**AIM OF THE TASK:** Set the following entries down again exactly, line by line.

**PROVIDED ENTRIES:**
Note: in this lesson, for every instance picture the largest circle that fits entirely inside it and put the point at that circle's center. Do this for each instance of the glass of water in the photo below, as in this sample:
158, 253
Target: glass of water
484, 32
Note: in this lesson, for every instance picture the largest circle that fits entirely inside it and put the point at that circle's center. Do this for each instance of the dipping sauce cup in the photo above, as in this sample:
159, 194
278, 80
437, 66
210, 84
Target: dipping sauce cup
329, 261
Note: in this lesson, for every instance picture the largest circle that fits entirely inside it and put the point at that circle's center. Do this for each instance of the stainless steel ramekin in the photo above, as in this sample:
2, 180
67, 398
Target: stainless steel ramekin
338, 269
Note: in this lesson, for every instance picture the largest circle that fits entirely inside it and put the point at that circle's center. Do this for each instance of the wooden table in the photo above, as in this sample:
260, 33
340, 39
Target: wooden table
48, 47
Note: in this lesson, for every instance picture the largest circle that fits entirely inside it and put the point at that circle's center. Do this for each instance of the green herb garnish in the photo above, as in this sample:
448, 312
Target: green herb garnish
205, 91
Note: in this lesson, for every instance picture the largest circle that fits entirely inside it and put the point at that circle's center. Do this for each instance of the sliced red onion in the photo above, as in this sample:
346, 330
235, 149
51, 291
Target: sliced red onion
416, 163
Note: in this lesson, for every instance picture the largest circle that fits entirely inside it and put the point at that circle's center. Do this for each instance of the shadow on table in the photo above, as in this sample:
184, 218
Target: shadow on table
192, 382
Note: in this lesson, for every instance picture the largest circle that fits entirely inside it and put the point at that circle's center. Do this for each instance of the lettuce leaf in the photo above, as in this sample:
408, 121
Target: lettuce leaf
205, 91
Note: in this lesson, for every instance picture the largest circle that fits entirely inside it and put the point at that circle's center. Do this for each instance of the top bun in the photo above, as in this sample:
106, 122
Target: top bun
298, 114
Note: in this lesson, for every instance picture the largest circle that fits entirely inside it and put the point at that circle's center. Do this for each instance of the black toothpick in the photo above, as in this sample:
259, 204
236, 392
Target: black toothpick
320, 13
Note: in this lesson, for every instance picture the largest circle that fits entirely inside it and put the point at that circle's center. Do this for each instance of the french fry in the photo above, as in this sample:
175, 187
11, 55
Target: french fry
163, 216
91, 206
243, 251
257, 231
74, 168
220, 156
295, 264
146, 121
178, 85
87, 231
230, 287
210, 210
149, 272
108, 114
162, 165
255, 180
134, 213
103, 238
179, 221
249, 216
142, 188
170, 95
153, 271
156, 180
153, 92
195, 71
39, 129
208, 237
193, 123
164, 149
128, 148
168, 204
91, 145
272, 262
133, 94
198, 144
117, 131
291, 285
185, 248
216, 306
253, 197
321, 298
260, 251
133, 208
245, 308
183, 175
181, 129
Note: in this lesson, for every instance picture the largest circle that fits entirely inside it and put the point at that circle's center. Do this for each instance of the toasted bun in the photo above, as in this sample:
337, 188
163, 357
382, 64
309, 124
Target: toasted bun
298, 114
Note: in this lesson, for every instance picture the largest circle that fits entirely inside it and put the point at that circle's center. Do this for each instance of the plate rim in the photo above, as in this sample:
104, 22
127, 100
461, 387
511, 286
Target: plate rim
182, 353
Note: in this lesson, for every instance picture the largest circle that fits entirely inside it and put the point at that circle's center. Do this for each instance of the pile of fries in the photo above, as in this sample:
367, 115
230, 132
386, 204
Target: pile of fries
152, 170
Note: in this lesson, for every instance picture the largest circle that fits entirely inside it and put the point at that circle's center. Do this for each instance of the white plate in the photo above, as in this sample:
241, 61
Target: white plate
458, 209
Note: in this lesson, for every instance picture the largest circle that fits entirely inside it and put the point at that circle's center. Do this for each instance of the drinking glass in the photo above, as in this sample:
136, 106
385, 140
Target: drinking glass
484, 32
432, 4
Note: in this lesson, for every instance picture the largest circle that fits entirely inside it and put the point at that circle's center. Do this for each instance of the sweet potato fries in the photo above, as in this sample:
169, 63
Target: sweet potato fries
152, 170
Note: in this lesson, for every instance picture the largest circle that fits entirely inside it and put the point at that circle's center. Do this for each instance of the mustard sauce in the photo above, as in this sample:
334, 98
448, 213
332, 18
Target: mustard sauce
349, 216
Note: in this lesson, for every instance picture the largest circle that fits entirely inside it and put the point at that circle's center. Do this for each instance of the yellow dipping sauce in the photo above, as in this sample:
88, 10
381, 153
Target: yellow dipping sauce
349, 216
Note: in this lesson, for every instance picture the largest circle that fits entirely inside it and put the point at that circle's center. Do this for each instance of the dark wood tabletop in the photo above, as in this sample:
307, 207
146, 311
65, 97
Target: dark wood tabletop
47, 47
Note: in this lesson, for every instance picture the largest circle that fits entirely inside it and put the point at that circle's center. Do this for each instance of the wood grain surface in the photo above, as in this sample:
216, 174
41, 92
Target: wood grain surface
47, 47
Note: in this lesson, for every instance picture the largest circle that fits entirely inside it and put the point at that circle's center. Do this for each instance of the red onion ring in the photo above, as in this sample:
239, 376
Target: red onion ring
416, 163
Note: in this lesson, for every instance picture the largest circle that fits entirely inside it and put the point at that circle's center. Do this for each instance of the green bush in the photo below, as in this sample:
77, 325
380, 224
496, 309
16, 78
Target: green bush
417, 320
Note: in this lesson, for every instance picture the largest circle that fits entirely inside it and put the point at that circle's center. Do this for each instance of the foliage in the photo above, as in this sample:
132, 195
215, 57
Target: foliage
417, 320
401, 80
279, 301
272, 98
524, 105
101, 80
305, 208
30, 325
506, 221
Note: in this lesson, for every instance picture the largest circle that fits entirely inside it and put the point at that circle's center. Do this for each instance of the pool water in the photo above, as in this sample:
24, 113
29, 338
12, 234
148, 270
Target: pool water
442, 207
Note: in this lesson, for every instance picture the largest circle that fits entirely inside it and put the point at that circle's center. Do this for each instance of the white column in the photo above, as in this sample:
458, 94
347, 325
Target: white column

**ANSWER TO THIS EXERCISE:**
Note: in this lesson, for every instance picture the largest circle that fits entirely inside it and put the point at that circle's center. Do this for each instance of the glass of water in the photo below, as in this sample:
158, 253
Target: glass of water
484, 32
Note: in this lesson, for every instance picture the largest circle that fits entirely inside it and put the point at that circle's center. Do this for each instance of the dipping sauce cup in the photo above, as in this sample:
159, 194
278, 80
437, 66
210, 84
Target: dipping sauce cup
329, 261
Note: in this lesson, for every instance picture the largest circle that fits entirely inside it and put the point at that circle's center. Do this for each instance of the stainless steel ramekin in the photo above, as in this sample:
2, 180
67, 398
Target: stainless steel ramekin
338, 269
Note: in this lesson, for every instance picture the largest circle that fits entirely inside it and put the point at that circle's center. Do this for each instance of the wooden table in the photo above, as in this sample:
260, 33
340, 39
Target: wooden table
48, 47
Note: in this lesson, for every instance picture the largest circle that fits entirely inside it and put the point at that circle's center. Do this for each instance of the green herb garnish in the photo above, as in this sample:
448, 312
Target: green herb garnish
205, 91
Note: in this lesson, for every instance picture the largest circle that fits entirely inside it and put the point at that circle's center. Do this for each instance of the sliced red onion in the photo above, as in this sample:
346, 330
235, 149
51, 291
Target: sliced red onion
416, 163
Note: in this lesson, for every instance picture the largest circle that fits entirely inside it and put the point at that circle's center. Do this for each instance of the shadow on table in the photo above, as in this sample:
184, 218
Target: shadow on table
192, 382
Note: in this lesson, for every instance picture the largest circle that fits entirely inside it and put the point at that circle's center. Do this for each instance of the lettuce leaf in the photo above, as in this sample:
408, 121
Target: lettuce leaf
205, 91
Note: in this lesson, for every instance picture the largest circle that fits entirely inside it and put the point at that circle's center. Do this for each instance of the top bun in the photo above, as in this sample:
106, 122
Target: top bun
298, 114
Note: in this lesson, for every instance picture the largest circle that fits entirely inside it and put the point at that circle's center. Do this for each instance of the black toothpick in the photo above, as in this sample:
259, 204
236, 392
Target: black toothpick
320, 13
Note: in this lesson, for every instance picture the largest circle that fits entirely inside it and put the point at that circle's center. Do this for each instance of the french fry in the photo above, as in this sample:
175, 187
11, 55
Target: french fry
163, 216
91, 206
243, 251
257, 231
74, 168
220, 156
295, 264
146, 121
178, 85
87, 231
230, 287
210, 210
149, 272
108, 114
162, 165
255, 180
134, 213
103, 238
179, 221
249, 216
142, 188
170, 95
153, 271
156, 180
153, 92
195, 71
39, 129
208, 237
193, 123
164, 149
128, 148
168, 204
91, 145
272, 262
133, 94
198, 144
117, 131
291, 285
185, 248
216, 306
253, 197
321, 298
260, 251
133, 208
245, 308
183, 175
181, 129
Note: in this lesson, for every instance picture the largest circle that fits entirely inside it and put the point at that circle's center. Do this for each instance of the toasted bun in the photo above, as in this sample:
337, 188
163, 357
382, 64
309, 124
Target: toasted bun
298, 114
Note: in this lesson, for every instance picture the largest circle that fits entirely inside it and put the point at that circle's center. Do this for each instance of the plate rim in the photo above, as in this sample:
104, 22
127, 100
461, 387
511, 286
Target: plate rim
182, 353
Note: in this lesson, for every instance picture the largest circle that fits entirely inside it and put the point at that circle's center. Do this for each instance of the pile of fries in the photo above, as in this sample:
367, 115
230, 132
386, 204
Target: pile of fries
152, 170
Note: in this lesson, for every instance picture the largest circle that fits entirely inside it and put the point at that circle's center. Do this for each instance of the white plate in the photo above, as in this sample:
241, 61
Target: white plate
458, 209
Note: in this lesson, for every instance picture the largest circle that fits entirely inside it and put the point at that circle's center. Do this for each instance of the drinking glass in the photo above, as in this sample:
136, 106
385, 140
Target: drinking glass
484, 32
432, 4
Note: in this lesson, for every instance picture the largest circle that fits entirely inside it and put the point at that circle's center. Do this for each instance of the sweet potato fries in the photo above, as in this sample:
169, 63
Target: sweet potato fries
152, 170
Note: in this lesson, for every instance picture the largest circle that fits entirely inside it and put the point at that circle's center. Do this for each instance of the mustard sauce in the photo above, as in this sample:
334, 98
448, 213
332, 18
Target: mustard sauce
349, 216
Note: in this lesson, for every instance picture the largest circle that fits entirely inside it and put the point at that circle's center. Do this for each instance of the yellow dipping sauce in the photo above, as in this sample:
88, 10
381, 153
Target: yellow dipping sauce
349, 216
Note: in this lesson, for every instance picture the largest circle that fits entirely inside it and put the point at that circle's center. Do this for each instance of the dark wood tabletop in the photo above, as in this sample:
307, 207
146, 311
65, 97
Target: dark wood tabletop
47, 47
Note: in this lesson, for every instance picture the largest circle that fits entirely inside it and put the point at that circle's center. Do this for each instance of the wood grain surface in the photo above, as in this sample:
216, 174
41, 92
Target: wood grain surface
47, 47
Note: in this lesson, for every instance picture the largest circle that fits entirely inside it and put the point at that circle's center. Do this for each instance of the red onion ring in the photo above, as in this sample:
239, 376
Target: red onion ring
416, 163
Note: in this lesson, for every instance picture the largest circle that fits entirely inside it and put the point at that circle's center. Do this for each instance of the green bush in the photo below, as in this sample:
77, 325
380, 224
496, 309
16, 78
Target: green bush
417, 320
Note: in this lesson, for every instance picture the largest circle that fits entirely inside it and put the point at that circle's center. Do this for each instance of the foliage in the photo above, as in this sample:
132, 195
215, 57
Target: foliage
417, 320
401, 80
279, 301
272, 98
524, 105
101, 80
305, 208
30, 325
506, 221
Note: in this lesson, for every instance picture the largest circle that fits entirely inside it and put the point at that circle's center. Do this for each instance of the pool water in the photo above, as in this sample:
24, 113
29, 338
12, 234
148, 270
Target: pool water
442, 207
Note: in this lesson, for every instance picture the largest circle that fits entirely inside it and put the point at that circle's center. Do this for each instance of the white column in the photo above, as in this sample:
458, 94
347, 325
Target: white column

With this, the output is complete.